* Passage *
'''

Over 100 people attended the first public hearing of Worcester Township’s proposed ordinance that would allow field lighting at Methacton High School.

The Worcester Township Board of Supervisors held a public hearing over the township’s proposed “Lighting Ordinance,” at the Jan. 16 business meeting. The ordinance, which the supervisors voted to publically advertise at its , proposes to allow field lights for nighttime use of two of Methacton High School’s athletic fields.

Just as the Dec. 19 meeting was well attended, the Jan. 16 public hearing left standing room only. Many of those in attendance, who advocate for the lights installation, represented various organized bodies of the Methacton School District community, including school board members and members of sports organizations from both Lower Providence and Worcester townships.

“As you can see, it’s not just football, but also lacrosse, field hockey and band,” Tom Leahan, a Worcester resident and president of the Methacton Warriors Pop-Warner football organization, said prior to the meeting.

Prior to the public hearing, lights advocates organized an online petition, and submitted 785 signatures to the board of supervisors – in all, nearly 1,000 signatures had been collected at time of this article’s publication.

“I am impressed by the numbers that think it is important to get lights for the students even in this time of economic difficulties,” Art Bustard, chairman of the board of supervisors, said at the hearing.

Bustard also recognized the Worcester residents, particularly those living closest to the high school, who were present at the hearing, ready to voice concerns about potential light spillage and noise from nighttime use.

Bustard said that the board of supervisors is committed to moving the lights issue forward, as evidence by the ordinance proposal itslef, however, he said the ordinance should reflect a balance between needs of all concerned.

“It is the role of the supervisors to protect the rights of the minority, while advancing the consensus of the majority,” Bustard said.

'''

* Required actions *
**1)** In the lighting ordinance article, how many signatures did lights advocates submit to the board of supervisors before the public hearing?
**2)** Write out the stretch of the lighting ordinance article from "The Worcester Township" through "and Worcester townships.".
**3)** List every activity that Tom Leahan names in the lighting ordinance article.

* Supplied data *
'''

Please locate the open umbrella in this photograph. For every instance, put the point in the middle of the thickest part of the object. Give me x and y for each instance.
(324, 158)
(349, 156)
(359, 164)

'''

* Responses to the tasks *
**1)** 785 signatures.

**2)**
The Worcester Township Board of Supervisors held a public hearing over the township’s proposed “Lighting Ordinance,” at the Jan. 16 business meeting. The ordinance, which the supervisors voted to publically advertise at its , proposes to allow field lights for nighttime use of two of Methacton High School’s athletic fields.

Just as the Dec. 19 meeting was well attended, the Jan. 16 public hearing left standing room only. Many of those in attendance, who advocate for the lights installation, represented various organized bodies of the Methacton School District community, including school board members and members of sports organizations from both Lower Providence and Worcester townships.

**3)** Football, lacrosse, field hockey, band